**WORK ORDER**
The full set of entries needs to be reproduced exactly.
=== Section Start ===
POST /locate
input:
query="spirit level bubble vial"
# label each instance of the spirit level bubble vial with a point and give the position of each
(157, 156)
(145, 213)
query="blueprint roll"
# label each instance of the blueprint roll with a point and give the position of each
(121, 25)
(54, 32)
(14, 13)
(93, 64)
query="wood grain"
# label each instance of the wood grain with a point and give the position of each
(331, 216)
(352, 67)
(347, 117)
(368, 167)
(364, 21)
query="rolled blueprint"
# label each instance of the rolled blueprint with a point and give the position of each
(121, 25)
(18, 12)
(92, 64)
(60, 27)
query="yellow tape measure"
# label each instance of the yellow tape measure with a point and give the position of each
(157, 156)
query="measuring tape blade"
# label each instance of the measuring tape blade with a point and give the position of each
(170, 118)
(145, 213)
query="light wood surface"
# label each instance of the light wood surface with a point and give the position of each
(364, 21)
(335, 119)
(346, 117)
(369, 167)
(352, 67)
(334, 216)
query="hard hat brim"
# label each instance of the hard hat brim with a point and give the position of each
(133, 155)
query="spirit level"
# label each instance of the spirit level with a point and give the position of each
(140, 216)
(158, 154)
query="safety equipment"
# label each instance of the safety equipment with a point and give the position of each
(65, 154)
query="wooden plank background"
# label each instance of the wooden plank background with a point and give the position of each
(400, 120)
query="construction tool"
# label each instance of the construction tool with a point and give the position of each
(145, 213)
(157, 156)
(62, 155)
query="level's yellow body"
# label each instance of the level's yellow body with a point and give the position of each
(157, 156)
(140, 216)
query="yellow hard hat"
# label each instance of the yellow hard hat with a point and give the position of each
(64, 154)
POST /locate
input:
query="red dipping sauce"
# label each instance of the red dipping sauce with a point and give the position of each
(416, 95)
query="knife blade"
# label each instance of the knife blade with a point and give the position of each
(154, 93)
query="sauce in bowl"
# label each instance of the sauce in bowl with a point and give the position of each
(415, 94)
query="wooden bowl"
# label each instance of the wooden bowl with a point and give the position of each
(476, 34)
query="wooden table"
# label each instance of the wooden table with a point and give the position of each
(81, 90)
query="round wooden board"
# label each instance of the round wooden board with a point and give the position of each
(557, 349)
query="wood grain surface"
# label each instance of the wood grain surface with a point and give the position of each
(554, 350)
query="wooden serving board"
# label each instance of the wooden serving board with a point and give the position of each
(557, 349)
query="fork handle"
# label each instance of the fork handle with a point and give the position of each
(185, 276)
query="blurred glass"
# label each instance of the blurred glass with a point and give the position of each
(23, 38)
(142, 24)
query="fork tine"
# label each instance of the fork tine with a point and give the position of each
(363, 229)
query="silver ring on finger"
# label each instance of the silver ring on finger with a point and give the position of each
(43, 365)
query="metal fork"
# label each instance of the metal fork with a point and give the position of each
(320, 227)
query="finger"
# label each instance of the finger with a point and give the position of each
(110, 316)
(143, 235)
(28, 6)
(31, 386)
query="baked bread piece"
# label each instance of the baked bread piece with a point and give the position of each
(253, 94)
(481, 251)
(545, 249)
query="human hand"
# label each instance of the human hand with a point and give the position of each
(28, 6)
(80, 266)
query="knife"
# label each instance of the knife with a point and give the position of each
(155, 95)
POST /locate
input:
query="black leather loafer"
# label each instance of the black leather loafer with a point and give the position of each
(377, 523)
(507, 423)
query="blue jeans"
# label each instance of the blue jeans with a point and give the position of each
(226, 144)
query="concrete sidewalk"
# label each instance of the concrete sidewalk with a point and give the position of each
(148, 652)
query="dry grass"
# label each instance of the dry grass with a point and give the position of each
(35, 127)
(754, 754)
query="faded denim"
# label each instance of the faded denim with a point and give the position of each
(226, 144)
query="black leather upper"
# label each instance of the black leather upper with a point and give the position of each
=== Section End ===
**SOLUTION**
POST /locate
input:
query="spirit level bubble vial"
# label each instance of the spirit level bubble vial with a point and give the position of each
(157, 156)
(145, 213)
query="blueprint roll"
# label each instance of the blueprint roll with a point and give the position of each
(121, 25)
(54, 32)
(14, 13)
(93, 64)
query="wood grain"
# label each instance of the wood grain with a point and give the position of each
(331, 216)
(352, 67)
(347, 117)
(368, 167)
(364, 21)
query="rolled blueprint"
# label each instance of the rolled blueprint with a point and give the position of each
(121, 25)
(18, 12)
(92, 64)
(60, 27)
query="yellow tape measure"
# label each instance of the yellow tape measure with a point and give the position of each
(157, 156)
query="measuring tape blade"
# label each instance of the measuring tape blade with a point and give the position of each
(170, 118)
(145, 213)
query="light wood surface"
# label each instance of the light wood surface with a point and give the position of each
(364, 21)
(335, 119)
(346, 117)
(369, 167)
(352, 67)
(334, 216)
query="hard hat brim"
# label each instance of the hard hat brim with a point and give the position of each
(133, 155)
query="spirit level"
# label each instance of the spirit level with a point and give the position of each
(140, 216)
(158, 154)
query="safety equipment"
# label each instance of the safety equipment with a point and give the position of each
(65, 154)
query="wooden plank background"
# label each instance of the wooden plank background with a point and give the position of each
(400, 120)
query="construction tool"
# label each instance of the construction tool with a point and give the position of each
(145, 213)
(157, 156)
(62, 155)
query="level's yellow body"
# label each instance of the level's yellow body with a point and give the position of each
(157, 156)
(140, 216)
query="yellow hard hat"
# label each instance of the yellow hard hat with a point and give the position of each
(64, 154)
POST /locate
input:
query="red dipping sauce"
# label each instance of the red dipping sauce with a point and give the position of each
(416, 95)
query="knife blade"
# label each instance of the knife blade with a point and give the position of each
(154, 93)
query="sauce in bowl"
# label each instance of the sauce in bowl with a point and give the position of each
(415, 94)
query="wooden bowl"
# label each instance of the wooden bowl with a point and give the position of each
(476, 34)
query="wooden table"
# label each instance of the wooden table with a point and give the position of each
(81, 90)
query="round wooden board"
# label each instance of the round wooden board with a point and give the position of each
(557, 349)
query="wood grain surface"
# label each instance of the wood grain surface with a point and give the position of each
(554, 350)
query="wooden serving board"
# label each instance of the wooden serving board with a point and give the position of each
(557, 349)
query="fork handle"
# label each instance of the fork handle with a point and give the position of each
(185, 276)
query="blurred glass"
# label each instance of the blurred glass with a point and give the position of each
(23, 38)
(142, 24)
query="fork tine"
# label each instance of the fork tine with a point and give the position of each
(363, 229)
query="silver ring on finger"
# label each instance of the silver ring on finger with a point and give the position of each
(43, 365)
query="metal fork"
# label each instance of the metal fork with a point and give the position of each
(320, 227)
query="finger"
# label each instance of the finger with a point and give the position of each
(110, 316)
(143, 235)
(28, 6)
(31, 386)
query="baked bread piece"
# label each instance of the baked bread piece with a point and give the position of each
(253, 94)
(481, 251)
(545, 249)
query="human hand"
# label each instance of the human hand with a point and give the position of each
(28, 6)
(80, 266)
query="knife"
# label each instance of the knife with a point and give the position of each
(155, 95)
POST /locate
input:
query="black leather loafer"
# label each instance of the black leather loafer with a point and give the position of each
(377, 523)
(507, 423)
query="blue jeans"
# label each instance of the blue jeans with a point and give the position of each
(226, 144)
query="concrete sidewalk"
# label each instance of the concrete sidewalk with a point and give the position of each
(148, 652)
query="dry grass"
# label each instance of the dry grass with a point and give the position of each
(35, 127)
(754, 754)
query="faded denim"
# label each instance of the faded denim with a point and give the position of each
(226, 144)
query="black leather upper"
# label each instance of the black leather upper with a point and give the position of each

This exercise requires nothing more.